> EXCERPTED PASSAGE:
========

BRIEF DESCRIPTION OF THE DRAWINGS

The novel features believed characteristic of the invention are set forth in the appended claims. The invention itself, however, as well as a preferred mode of use, further objectives and advantages thereof, will best be understood by reference to the following detailed description of an illustrative embodiment when read in conjunction with the accompanying drawings, wherein:

FIG. 1 is a block diagram depicting components of an embodiment of the invention;

FIG. 2 is a block diagram showing a simplified error checking device for the embodiment of FIG. 1;

FIG. 3 is a flowchart illustrating an embodiment of the invention; and

FIG. 4 is a block diagram showing a simplified system control for the embodiment of FIG. 1.

DETAILED DESCRIPTION OF THE PREFERRED EMBODIMENT

Referring to FIG. 1, there is shown a translated file 102 sent from a translator 104 to an error checking tool 106, constructed in accordance with an embodiment of the invention, by means of a communication path or channel 108. At least a portion of path 108 is usefully directed along the Internet. Translated file 102 comprises a software file that has been translated into a new natural language from a previous or original natural language by translator 104.

FIG. 1 further shows error checking tool 106 comprising error checking devices 110-114, also referred to as error checking devices A, B and C, respectively. The devices 110-114 are provided to search for different types or classes of translation errors in translated file 102, as described hereinafter in further detail. While FIG. 1 shows error checking tool 106 provided with three error checking devices, it will be understood that other embodiments of the invention could comprise other pluralities of error checking devices, each constructed or configured to check translated file 102 for a different type of translation error.

FIG. 1 shows translated file 102 received first by error checking device A, and then transmitted sequentially therefrom to error checking device B and finally to error checking device C. While this route for file transmission has certain benefits, it is to be appreciated that in other embodiments of the invention different routes may be used for transmitting the file 102 to respective error checking devices. For example, the translated file 102 could be sent simultaneously to each error checking device, along parallel transmission paths.

FIG. 1 also shows error checking devices A, B and C respectively providing outputs OPA, OPB and OPC. Each output indicates whether its corresponding error checking device has or has not found any errors in translated file 102, of the error type or class that the device is constructed to search for. Usefully, if a device has found any errors in file 102, the device output will identify each error and will indicate its location in file 102. FIG. 1 shows the outputs of error checking devices A and B routed through error checking device C. This routing is done for convenience and is in no way intended to limit the scope of the invention.

Referring further to FIG. 1, there is shown the output of error checking tool 106, which also is the output of device 114, coupled to a firewall device 116. The output of tool 106 comprises translated file 102, and further comprises the respective outputs OPA, OPB and OPC of error checking devices 110-114. Device 116 is configured to determine, from the error checking device outputs, whether or not any errors were found in the translated file 102 by any of the error checking devices 110-114. If no errors were found, as indicated by each of the outputs OPA, OPB, and OPC, device 116 operates to direct the translated file 102 along a transmission path 122, through a boundary between software translation and software development, to a development environment 118. The translated file 102 can then be used in connection with a software development project that requires file 102, as translated into the new natural language.

========

> MATERIAL SUPPLIED:
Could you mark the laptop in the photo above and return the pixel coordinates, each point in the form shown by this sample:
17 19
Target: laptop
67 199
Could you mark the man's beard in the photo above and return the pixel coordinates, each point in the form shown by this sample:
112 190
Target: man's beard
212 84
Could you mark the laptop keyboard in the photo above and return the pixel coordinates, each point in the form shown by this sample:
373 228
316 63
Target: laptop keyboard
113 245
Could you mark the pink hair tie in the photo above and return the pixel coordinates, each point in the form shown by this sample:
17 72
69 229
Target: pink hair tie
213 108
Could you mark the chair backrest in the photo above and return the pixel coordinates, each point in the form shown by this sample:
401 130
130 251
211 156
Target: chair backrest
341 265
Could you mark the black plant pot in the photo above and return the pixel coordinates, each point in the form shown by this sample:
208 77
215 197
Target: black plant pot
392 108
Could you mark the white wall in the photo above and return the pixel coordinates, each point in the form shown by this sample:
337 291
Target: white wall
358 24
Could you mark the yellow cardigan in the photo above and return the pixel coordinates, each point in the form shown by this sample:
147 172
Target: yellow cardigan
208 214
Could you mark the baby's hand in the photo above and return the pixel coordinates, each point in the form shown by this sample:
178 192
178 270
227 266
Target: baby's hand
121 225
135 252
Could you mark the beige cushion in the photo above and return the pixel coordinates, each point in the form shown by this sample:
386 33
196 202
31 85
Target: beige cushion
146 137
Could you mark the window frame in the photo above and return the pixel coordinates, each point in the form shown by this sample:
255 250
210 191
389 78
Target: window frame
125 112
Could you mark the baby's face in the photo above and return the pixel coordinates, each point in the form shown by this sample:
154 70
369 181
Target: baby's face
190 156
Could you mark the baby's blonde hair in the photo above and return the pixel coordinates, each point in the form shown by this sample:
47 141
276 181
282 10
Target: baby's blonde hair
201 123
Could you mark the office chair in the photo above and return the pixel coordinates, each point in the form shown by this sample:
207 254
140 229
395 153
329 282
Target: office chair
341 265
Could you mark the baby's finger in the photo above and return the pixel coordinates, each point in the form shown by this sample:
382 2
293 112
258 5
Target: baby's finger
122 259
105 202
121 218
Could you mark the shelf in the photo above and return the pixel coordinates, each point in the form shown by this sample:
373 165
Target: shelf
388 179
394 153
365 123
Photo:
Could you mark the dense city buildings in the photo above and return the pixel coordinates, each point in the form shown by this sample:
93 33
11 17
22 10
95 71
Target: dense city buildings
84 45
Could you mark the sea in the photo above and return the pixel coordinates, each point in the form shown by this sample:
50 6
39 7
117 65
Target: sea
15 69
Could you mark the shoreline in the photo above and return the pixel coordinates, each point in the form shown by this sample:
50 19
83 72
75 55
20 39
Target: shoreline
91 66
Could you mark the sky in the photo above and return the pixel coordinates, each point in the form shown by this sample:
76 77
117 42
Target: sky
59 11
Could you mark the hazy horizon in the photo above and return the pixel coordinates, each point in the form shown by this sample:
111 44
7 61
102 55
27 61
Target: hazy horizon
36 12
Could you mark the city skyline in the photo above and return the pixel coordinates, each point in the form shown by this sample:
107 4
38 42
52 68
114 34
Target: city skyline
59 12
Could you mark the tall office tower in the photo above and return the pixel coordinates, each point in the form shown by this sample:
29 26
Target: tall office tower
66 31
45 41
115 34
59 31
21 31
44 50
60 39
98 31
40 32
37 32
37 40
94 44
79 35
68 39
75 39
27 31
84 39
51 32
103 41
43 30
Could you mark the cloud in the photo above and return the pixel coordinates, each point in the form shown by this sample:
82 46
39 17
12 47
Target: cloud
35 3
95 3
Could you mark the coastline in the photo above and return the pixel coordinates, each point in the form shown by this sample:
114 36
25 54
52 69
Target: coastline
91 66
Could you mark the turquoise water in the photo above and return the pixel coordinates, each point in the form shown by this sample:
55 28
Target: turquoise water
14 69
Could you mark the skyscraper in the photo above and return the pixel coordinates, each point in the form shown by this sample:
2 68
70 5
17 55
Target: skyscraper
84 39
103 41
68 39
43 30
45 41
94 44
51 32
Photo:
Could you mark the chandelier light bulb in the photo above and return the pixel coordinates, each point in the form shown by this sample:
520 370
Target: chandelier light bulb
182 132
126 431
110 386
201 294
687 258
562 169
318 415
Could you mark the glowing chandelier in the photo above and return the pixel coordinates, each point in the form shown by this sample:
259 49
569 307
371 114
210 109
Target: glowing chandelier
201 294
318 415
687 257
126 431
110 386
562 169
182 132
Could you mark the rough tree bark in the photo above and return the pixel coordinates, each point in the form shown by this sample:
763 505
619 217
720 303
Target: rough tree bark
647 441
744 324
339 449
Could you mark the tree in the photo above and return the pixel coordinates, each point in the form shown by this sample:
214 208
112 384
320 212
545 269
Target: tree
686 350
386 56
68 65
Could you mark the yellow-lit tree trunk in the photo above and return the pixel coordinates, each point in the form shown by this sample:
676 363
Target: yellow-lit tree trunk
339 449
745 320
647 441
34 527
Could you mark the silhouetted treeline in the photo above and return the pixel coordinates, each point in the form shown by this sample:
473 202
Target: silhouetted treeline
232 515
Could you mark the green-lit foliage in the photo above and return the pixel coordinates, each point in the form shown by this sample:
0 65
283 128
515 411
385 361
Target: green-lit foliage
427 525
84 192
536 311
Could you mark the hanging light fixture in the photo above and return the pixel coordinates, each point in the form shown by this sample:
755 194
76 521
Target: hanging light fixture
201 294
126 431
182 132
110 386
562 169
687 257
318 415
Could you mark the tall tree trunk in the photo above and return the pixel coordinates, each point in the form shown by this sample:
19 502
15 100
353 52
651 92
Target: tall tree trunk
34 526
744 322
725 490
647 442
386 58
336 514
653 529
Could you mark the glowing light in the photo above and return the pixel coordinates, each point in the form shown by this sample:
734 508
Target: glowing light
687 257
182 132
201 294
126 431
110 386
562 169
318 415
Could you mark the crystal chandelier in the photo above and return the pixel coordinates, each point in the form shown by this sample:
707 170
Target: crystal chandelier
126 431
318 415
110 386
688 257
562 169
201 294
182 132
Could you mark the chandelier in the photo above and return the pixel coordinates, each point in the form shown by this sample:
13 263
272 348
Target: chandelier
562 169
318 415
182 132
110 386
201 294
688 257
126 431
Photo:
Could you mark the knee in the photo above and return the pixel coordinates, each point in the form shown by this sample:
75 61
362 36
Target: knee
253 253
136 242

========

> STATED EXERCISE: Continue the patent description of the translation error-checking tool, starting right after its last sentence. The data plays no part in what follows.

> RESPONSE BELOW:
In the event that firewall device 116 detects one or more errors in any of the error checking device outputs, device 116 will not allow translated file 102 to enter development environment 118. Instead, firewall device 116 will send a message to translator 104 along a path 124, to notify the translator that one or more errors have been discovered in translated file 102. Usefully, the error checking device outputs OPA-OPC are also sent to the translator 104, to specifically identify each discovered error.

In one useful embodiment, each error checking device 110-114 would include a coded signal in its output that indicated whether the device did or did not find any errors in translated file 102. The firewall device 116 could then be a device capable of reading the coded signal in each output, and then respond thereto by either sending the file 102 along path 122, or by sending the outputs OPA-OPC along path 124, as described above.

FIG. 1 further shows a system control 120 coupled to control and coordinate operations of error checking tool 106, error checking devices 110-114, and firewall device 116.

Examples of the classes or types of errors that different error checking devices of tool 106 could search for include package completeness; package correctness; code content; syntax; workable compilation; and correct codeset or encoding. Thus, error checking device A of FIG. 1 could check for package completeness, device B could check for package correctness, and device C could search the translated file for errors in code content. Tool 106 could be provided with further error checking devices, respectively configured to check for other types of errors listed above, or for types of errors that are not referred to herein but would occur to those of skill in the art. The error classes listed above are described more fully as follows:

Package Completeness—This is done to confirm that all files originally delivered to translator 104 for translation are received back at tool 106, in translated form. For example, file 102 may be one of fifty-three files contained in a package sent to translator 104, for translation from the original natural language. The package completeness check would confirm that fifty-three translated files (including file 102), that respectively correspond to the originally sent files, were all received back from the translator at tool 106.

Package Correctness—This type of error search is performed to confirm that file names have not been changed by the translator 104. This is important, because most software development environments are very sensitive to changes of things such as the case of file names, and the set of folders that a file is contained in. For example, if a delivered file is inside a set of folders so that the entire name of the file is src/com/ibm/example/patent/Disclosure/test.properties, the error checking device would seek to confirm that in the translated file, the name of the file has not been changed, for example, to src/com/ibm/example/patent/Disclosure/TEST.PROPERTIES, or to Src/Com/Ibm/Example/Patent/Disclosure/Test.properties. The error checking device would also indicate that the file name was not returned without all of the enclosing folders, for example, test.properties, if this were to occur.

Code Content Comparison—Frequently, files that are sent to translator 104 for translation include pieces of a software product that do not need translation, together with strings or the like that do need to be translated into the new natural language. Such combination of file elements is sent so that the end user will be able to view the product graphic user interface (GUI) in his/her own language, when running the product in a localized environment that is different from the one that the software was developed in. An error checking device performing this type of error search would compare the translated file to the original language (e.g., English) file that had been delivered to translator 104 for translation, and would confirm that the translator 104 had only changed the sections of the file that are truly translatable, and did not attempt to change any of the software code included in the file that is not translatable.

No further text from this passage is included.